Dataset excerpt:
------------

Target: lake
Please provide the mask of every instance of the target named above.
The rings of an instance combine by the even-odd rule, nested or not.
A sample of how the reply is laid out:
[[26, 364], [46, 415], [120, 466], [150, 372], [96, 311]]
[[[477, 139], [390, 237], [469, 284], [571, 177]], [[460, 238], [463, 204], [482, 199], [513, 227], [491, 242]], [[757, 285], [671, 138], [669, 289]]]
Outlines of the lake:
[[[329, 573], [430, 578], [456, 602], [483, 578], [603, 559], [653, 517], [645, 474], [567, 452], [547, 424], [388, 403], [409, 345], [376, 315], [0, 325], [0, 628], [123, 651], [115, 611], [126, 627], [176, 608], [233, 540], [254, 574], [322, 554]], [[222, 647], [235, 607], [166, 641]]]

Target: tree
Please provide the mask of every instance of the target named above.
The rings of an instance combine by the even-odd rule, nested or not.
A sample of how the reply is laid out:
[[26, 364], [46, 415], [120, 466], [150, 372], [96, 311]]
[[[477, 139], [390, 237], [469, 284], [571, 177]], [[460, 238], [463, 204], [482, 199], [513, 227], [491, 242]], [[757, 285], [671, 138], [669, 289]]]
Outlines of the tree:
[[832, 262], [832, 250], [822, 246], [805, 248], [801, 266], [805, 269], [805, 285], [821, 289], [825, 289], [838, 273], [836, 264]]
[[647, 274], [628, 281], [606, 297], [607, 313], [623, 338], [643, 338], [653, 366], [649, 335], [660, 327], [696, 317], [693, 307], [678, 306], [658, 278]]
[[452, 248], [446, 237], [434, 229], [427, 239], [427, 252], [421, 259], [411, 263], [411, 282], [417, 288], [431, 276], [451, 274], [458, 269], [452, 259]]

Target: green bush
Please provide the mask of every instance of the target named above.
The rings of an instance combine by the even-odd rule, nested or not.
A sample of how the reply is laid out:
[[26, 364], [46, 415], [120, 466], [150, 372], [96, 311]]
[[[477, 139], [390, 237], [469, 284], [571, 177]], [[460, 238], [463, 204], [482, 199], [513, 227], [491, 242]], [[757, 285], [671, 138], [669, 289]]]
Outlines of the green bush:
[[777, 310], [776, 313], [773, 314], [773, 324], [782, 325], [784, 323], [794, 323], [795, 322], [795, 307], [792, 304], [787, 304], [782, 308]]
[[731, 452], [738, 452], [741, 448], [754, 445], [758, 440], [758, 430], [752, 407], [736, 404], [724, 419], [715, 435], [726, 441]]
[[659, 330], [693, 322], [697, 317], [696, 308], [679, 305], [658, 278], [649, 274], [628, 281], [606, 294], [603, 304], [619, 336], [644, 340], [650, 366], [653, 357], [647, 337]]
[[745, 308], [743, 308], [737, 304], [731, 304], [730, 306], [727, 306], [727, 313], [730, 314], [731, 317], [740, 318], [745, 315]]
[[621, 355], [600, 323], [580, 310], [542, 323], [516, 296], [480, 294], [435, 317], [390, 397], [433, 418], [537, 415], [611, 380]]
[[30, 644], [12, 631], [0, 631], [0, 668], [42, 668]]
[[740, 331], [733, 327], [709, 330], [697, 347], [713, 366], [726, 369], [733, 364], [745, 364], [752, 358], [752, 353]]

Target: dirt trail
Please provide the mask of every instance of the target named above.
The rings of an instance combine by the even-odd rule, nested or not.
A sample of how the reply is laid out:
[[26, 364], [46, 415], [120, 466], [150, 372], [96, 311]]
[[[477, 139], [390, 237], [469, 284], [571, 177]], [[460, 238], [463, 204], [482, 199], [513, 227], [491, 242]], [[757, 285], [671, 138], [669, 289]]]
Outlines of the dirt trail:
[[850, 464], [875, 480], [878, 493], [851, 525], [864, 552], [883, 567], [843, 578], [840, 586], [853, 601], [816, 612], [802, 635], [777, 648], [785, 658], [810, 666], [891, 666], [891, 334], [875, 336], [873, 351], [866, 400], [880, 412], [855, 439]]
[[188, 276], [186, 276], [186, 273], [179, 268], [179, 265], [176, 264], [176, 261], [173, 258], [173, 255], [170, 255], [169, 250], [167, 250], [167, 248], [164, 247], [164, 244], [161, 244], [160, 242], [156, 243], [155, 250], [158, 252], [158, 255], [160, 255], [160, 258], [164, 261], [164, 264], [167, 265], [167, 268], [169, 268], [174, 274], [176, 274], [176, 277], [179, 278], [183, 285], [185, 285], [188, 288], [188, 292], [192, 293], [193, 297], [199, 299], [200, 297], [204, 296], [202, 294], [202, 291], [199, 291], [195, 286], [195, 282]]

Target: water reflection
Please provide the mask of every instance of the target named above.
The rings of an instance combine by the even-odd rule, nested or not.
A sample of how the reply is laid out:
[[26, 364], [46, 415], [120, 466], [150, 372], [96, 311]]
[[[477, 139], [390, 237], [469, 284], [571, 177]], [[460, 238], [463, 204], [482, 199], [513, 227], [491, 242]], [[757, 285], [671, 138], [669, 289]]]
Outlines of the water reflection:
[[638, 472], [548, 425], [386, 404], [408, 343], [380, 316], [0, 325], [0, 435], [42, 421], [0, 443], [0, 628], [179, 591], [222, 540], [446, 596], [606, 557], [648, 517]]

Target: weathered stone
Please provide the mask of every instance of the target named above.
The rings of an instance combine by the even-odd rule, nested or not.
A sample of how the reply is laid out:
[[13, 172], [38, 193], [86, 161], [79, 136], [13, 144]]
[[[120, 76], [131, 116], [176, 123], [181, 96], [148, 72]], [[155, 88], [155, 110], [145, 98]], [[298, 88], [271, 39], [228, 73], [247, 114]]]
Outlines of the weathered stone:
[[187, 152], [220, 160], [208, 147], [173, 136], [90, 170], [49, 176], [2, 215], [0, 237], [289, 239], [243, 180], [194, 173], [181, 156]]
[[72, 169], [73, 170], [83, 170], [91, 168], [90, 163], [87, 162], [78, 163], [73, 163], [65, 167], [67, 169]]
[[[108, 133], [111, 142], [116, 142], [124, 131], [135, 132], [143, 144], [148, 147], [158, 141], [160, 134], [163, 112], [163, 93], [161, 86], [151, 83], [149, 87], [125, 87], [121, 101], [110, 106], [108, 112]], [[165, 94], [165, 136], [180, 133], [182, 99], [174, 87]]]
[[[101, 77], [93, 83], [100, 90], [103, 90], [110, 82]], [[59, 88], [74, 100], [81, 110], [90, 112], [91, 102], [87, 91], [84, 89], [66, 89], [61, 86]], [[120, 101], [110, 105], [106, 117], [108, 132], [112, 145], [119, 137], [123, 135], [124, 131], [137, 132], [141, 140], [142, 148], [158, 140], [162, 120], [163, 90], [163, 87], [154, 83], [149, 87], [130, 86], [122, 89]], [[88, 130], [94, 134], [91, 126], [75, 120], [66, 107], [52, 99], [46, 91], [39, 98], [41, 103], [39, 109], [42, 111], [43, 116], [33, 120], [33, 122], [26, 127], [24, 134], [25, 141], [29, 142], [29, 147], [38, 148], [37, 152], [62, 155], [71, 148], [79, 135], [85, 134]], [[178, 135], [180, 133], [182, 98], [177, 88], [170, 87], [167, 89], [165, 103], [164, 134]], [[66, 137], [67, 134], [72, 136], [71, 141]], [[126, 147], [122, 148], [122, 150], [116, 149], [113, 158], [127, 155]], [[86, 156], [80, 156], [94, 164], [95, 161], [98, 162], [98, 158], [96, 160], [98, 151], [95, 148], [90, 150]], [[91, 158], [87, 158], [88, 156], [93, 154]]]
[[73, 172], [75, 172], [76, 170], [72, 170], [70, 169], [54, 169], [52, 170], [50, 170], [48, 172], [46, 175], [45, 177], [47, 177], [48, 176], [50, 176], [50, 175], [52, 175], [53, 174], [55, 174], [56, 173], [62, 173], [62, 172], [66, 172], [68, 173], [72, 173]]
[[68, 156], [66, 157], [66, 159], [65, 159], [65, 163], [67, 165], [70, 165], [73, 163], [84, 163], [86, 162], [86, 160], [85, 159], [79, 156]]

------------

(DIRECTIONS FOR THIS TASK)
Please write out the lines again, starting at the first line and ending at the line that contains "269], [452, 259]]". Shift each outline coordinate by adding 129 to every number in it, and leave all other text unchanged.

(REPLY TO THE TASK)
Target: lake
Please provide the mask of every instance of the target named above.
The rings of an instance combine by the even-odd rule, nested or not.
A sample of how the reply is laid out:
[[26, 364], [46, 415], [120, 466], [150, 372], [96, 311]]
[[[477, 139], [390, 237], [469, 284], [571, 177]], [[460, 238], [463, 204], [482, 199], [513, 227], [491, 242]], [[757, 285], [671, 138], [669, 289]]]
Outlines of the lake:
[[[458, 702], [559, 707], [585, 731], [612, 707], [732, 688], [782, 646], [774, 603], [696, 581], [676, 553], [517, 532], [538, 474], [505, 444], [129, 454], [129, 757], [252, 780], [244, 740], [255, 756], [305, 737], [362, 669], [383, 703], [451, 683]], [[351, 776], [364, 736], [295, 770]]]

Target: tree
Please provide the mask of every instance of the target named above.
The rings of an instance combine by the even-odd rule, nested or not.
A sample of how the reply is laid out:
[[26, 364], [46, 415], [120, 466], [150, 372], [96, 311]]
[[[477, 139], [390, 237], [469, 284], [571, 177]], [[460, 238], [463, 204], [482, 199], [513, 227], [491, 242]], [[757, 285], [671, 138], [669, 289]]]
Outlines of the tree:
[[961, 391], [961, 379], [951, 375], [934, 377], [930, 395], [934, 398], [934, 414], [950, 418], [954, 418], [967, 402], [965, 393]]
[[776, 403], [757, 410], [735, 426], [736, 442], [752, 467], [772, 467], [782, 495], [778, 464], [789, 456], [825, 446], [822, 436], [807, 435], [787, 407]]
[[581, 377], [575, 366], [563, 358], [556, 368], [556, 381], [550, 388], [540, 392], [540, 411], [546, 417], [560, 405], [580, 403], [587, 398], [581, 388]]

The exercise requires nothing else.